[Location labeling records]

___

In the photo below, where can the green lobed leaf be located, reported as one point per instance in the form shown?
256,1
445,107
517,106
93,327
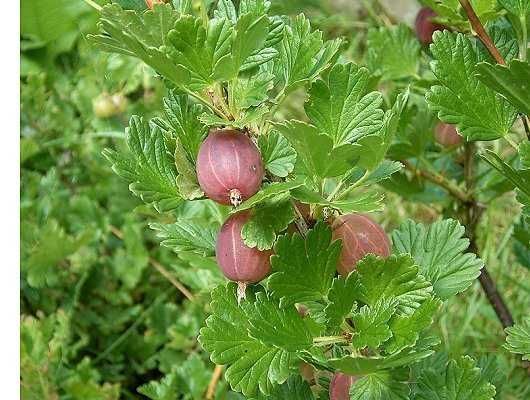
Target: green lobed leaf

___

◆ WHAT THE EXERCISE ASKS:
Keep only the lines of the items that contain the word "lobed", and copy each of them in full.

◆ EXERCISE ANSWER:
In the photo below, where can the green lobed leaf be located, reported as one point per instance in the form shown?
Target: green lobed leaf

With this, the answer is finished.